═════ SECCIÓN DEL DOCUMENTO
Subrayo que habla de la "conversación rápida". Y para decir "hermano yermana" tiene que ser muy rápida.


----------



## Agró

Fernando said:


> Subrayo que habla de la "conversación rápida". Y para decir "hermano yermana" tiene que ser muy rápida.


Da lo mismo:

(a propósito de la y africada) "En posición inicial acentuada, después de pausa, alternan la africada *ŷ *y la *y* fricativa, predominando la primera en pronunciación lenta, fuerte o enfática, y la segunda en pronunciación familiar, rápida o descuidada: _yegua_-'ŷegwa o 'yegwa, _yelmo_-y'̂elmo o 'yelmo, _yesca_-'yeska o 'yeska, _yo_-'ŷo o 'yo, _yugo_-'ŷugo o 'yugo, *hierba*-*'ŷerba* o *'yerba*, _yema_-'ŷema o 'yema."̂

T. Navarro Tomás, _ibid_.

Es decir, el tipo de pronunciación (cuidada o familiar, lenta o rápida) afecta solo a la cualidad de fricatividad o africatividad de la consonante, pero sigue siendo una consonante en todos los casos; no es ni vocal 'i' ni semiconsonante 'j'.


----------



## Fernando

Pues si es el caso (por favor, si puedes y existe pásame un enlace al texto completo), discrepo con el señor Navarro Tomás.

Desde mi punto de vista, excepto en palabras muy determinadas (hielo, hierba, hierro) nunca se confunden los sonidos. En los casos en los que se podría producir confusión: hiena/llena, "hi"y hago"/yago, "y eso"/yeso, no se produce nunca en una pronunciación mínimamente cuidada. Por otro lado, y me repito, hiede nunca se pronuncia como "yede" (si acaso como "jiede", más común que la pronunciación cuidada), ni hiato como yato, y así sucesivamente. 

A mí si alguien me dijese que "ie" no es un diptongo sino un "yato" pensaría que tiene algún problema de pronunciación.

En las palabras que primero he mencionado (hielo...), la pronunciación "yelo" me suena como vulgarismo crudo. Para hierba y hierro, yo (y creo que no soy el único) distingo claramente cuando quiero pronunciar [ierba] y cuando quiero pronunciar yerba, siendo (para mi fonéticamente desentrenado oído) para mí predominante en el uso diario (Extremadura/Madrid, crisol de las Españas/la tele) la primera [ierba].
══════════
═════ BLOQUE DE DATOS
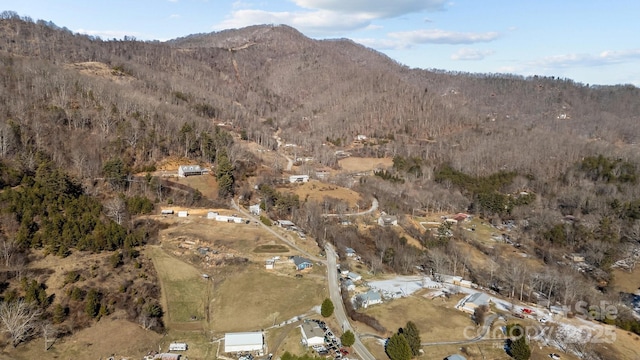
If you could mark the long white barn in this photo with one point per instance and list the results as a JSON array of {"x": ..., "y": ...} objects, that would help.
[{"x": 243, "y": 342}]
══════════
• INSTRUCCIONES Y REQUISITOS: Continúa, por favor, el hilo del foro sobre la pronunciación de «hie» y «ye» a partir de su último párrafo.

• RESPUESTA DEL EJERCICIO:
Lamentablemente no te puedo decir si hago una ^y fricativa, pero entiendo que no, que hago el mismo sonido que cuando digo "Diego".


----------



## Fernando

La III Guerra Mundial se producirá por la disputa entre éstos:

http://www.facebook.com/group.php?gid=64923694621&v=wall

y éstos

http://www.facebook.com/pages/A-mi-tambien-me-caga-que-digan-yelo-en-vez-de-hielo/118323778201003


----------



## ErOtto

Agró said:


> Da lo mismo



No es lo mismo que da igual. (Por lo menos para los  _hi_percorrectos ).

Igual que no es lo mismo "tejidos y novedades en el piso de encima" que "te jodes y no ves nada, y encima te piso". 
Como tampoco es lo mismo "un metro de encaje negro" que que "un negro te _encaje _un metro". 

Nos estamos yendo (que no hiendo) por derroteros que, so excusa de aportar pruebas, nos alejan de la pregunta.
Es afirmable, entendible y aceptable que mucha gente no haga diferenciación, a la hora de pronunciar, entre hierba y yerba o entre hierro y yerro. Al igual que lo es también que otra gente sí las diferencie.

Pero... ¿que no haya (que no halla) diferencia entre yendo y hiendo?
(Sin pretender, en absoluto, yendir... perdón... hendir... esto... hender el fluir de este hilo )

Saludos
Er


----------



## XiaoRoel

La distinción entre yendo y hiendo en la pronunciación es un rasgo dialectal y ni siquiera muy extendido.
Además de todo lo dicho por Agró o por mí, sólo hay que consultar bibliografía importante o fundamental sobre fonética y fonología del español, Navarro Tomás, Quilis, Alarcos o Harris, para ver que esa distincio es un fenómeno dialectal, de causas no muy claras.
Para mí en todo este tema hay un punto fundamental: esta distinción no es "natural" ya que la conciencia del paradigma y de la hache etimológica conservada, apuntan a un hablante algo letrado, no a un iletrado. En lo antiguo *hi-* e *y-*, grafemas iniciales ante vocal (pero no _i_) eran intercambiables. En la pronunciación de hi- distinta de y, hay un ataque glotal que no es lo normal en español, como se puede comprobar consultando léxicos de hace un siglo y más.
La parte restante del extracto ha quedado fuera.